▸ How to complete this task
Repeat each record exactly. Any picture gets left out.

*** Supplied data ***

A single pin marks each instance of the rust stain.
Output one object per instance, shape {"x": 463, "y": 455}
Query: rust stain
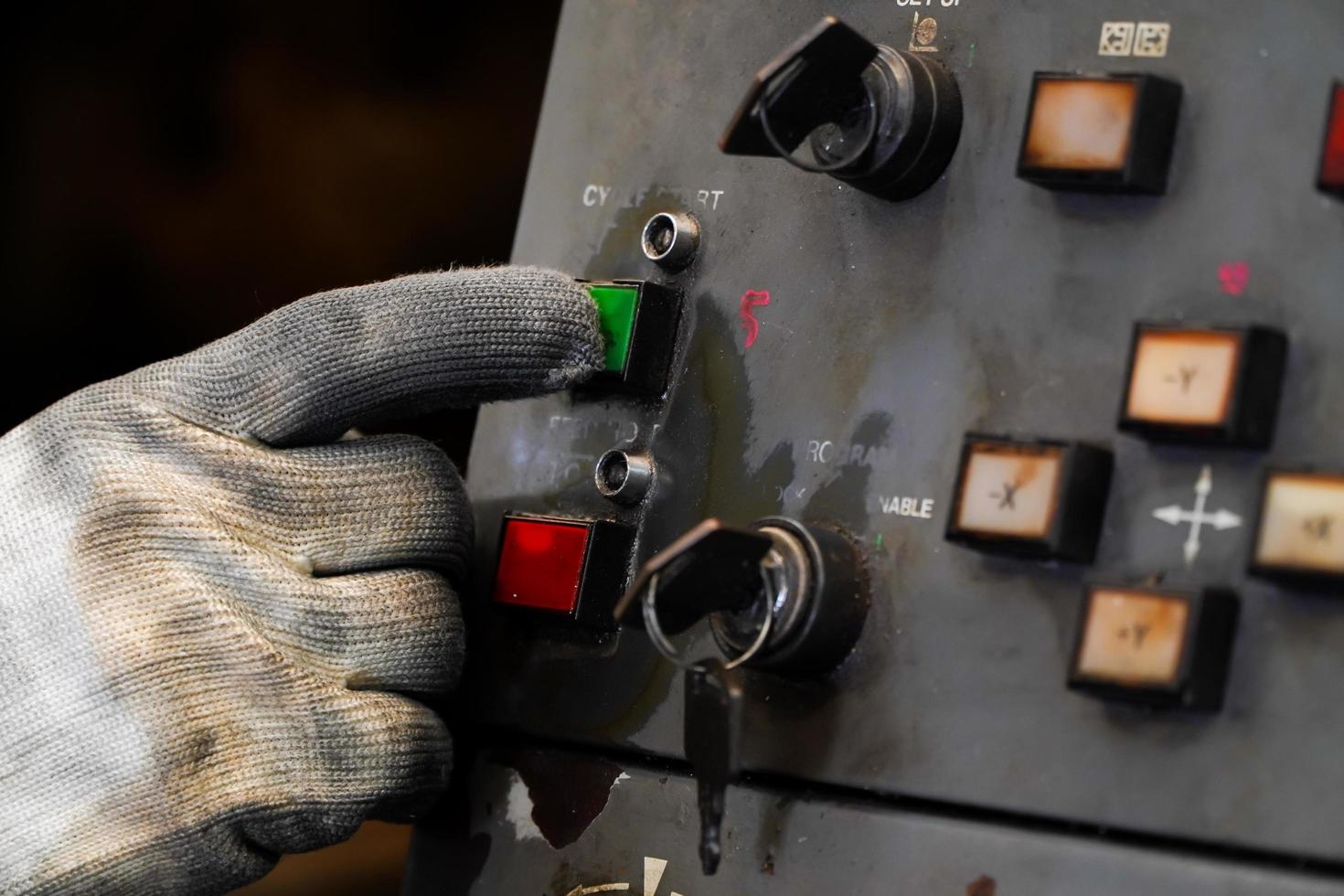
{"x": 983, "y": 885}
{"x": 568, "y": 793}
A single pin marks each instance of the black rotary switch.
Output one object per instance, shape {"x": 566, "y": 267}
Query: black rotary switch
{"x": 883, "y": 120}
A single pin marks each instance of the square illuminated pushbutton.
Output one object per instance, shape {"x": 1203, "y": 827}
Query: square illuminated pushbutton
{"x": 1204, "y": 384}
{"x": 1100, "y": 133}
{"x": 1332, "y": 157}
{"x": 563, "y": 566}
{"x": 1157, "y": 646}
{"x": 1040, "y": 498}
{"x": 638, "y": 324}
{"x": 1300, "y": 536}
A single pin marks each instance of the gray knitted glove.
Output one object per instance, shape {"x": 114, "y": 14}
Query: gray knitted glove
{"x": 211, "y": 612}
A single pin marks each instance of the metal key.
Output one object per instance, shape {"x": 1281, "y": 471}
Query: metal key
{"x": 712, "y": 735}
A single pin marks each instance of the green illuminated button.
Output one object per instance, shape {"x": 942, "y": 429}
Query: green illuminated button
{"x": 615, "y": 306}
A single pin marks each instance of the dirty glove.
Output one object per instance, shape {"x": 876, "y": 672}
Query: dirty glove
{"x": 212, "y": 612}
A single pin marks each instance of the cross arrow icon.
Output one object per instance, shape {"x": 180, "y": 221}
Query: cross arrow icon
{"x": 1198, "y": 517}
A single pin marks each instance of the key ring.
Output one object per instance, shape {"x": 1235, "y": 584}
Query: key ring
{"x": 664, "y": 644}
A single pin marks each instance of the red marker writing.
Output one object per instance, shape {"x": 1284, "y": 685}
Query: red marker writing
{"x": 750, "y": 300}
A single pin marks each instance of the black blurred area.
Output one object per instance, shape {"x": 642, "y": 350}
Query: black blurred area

*** End of Supplied data ***

▸ Exercise response
A single pin marks each instance of the rust stain.
Output one object per instance, shape {"x": 463, "y": 455}
Query: rust stain
{"x": 983, "y": 885}
{"x": 568, "y": 793}
A single pin marks each instance of the black rotary switch.
Output one object per instance, shape {"x": 566, "y": 267}
Query: black rotary switch
{"x": 883, "y": 120}
A single pin marks each instance of the square illuminated pushbutton.
Output one object per instance, shape {"x": 1203, "y": 827}
Query: square illuminated pushbutton
{"x": 1204, "y": 384}
{"x": 1100, "y": 133}
{"x": 1332, "y": 157}
{"x": 563, "y": 566}
{"x": 1157, "y": 646}
{"x": 1040, "y": 498}
{"x": 638, "y": 324}
{"x": 1300, "y": 536}
A single pin marks each instance of the gray knitted glove.
Output one object per instance, shape {"x": 114, "y": 14}
Query: gray knitted glove
{"x": 211, "y": 612}
A single pin marks each instance of the metal key.
Output one object per instance, shape {"x": 1281, "y": 471}
Query: metal key
{"x": 712, "y": 735}
A single pin marks each instance of the green illuminated button.
Output one object per instance, shape {"x": 942, "y": 429}
Query: green illuminated button
{"x": 615, "y": 306}
A single pin marks each instance of the dirty glove.
Output one object per instance, shape {"x": 876, "y": 672}
Query: dirty glove
{"x": 212, "y": 612}
A single pin marks each instance of the cross arrow icon.
Output one object per instance, shape {"x": 180, "y": 221}
Query: cross arrow icon
{"x": 1198, "y": 517}
A single pin marks each instance of the key ring.
Output one object per instance, shape {"x": 1235, "y": 584}
Query: key ring
{"x": 664, "y": 644}
A single pin marks each instance of the red marker writing.
Output one object per instance, shape {"x": 1284, "y": 685}
Query: red marker writing
{"x": 750, "y": 300}
A single pin marks each instance of the black blurred area.
Output one object per instance, shape {"x": 642, "y": 350}
Query: black blurred area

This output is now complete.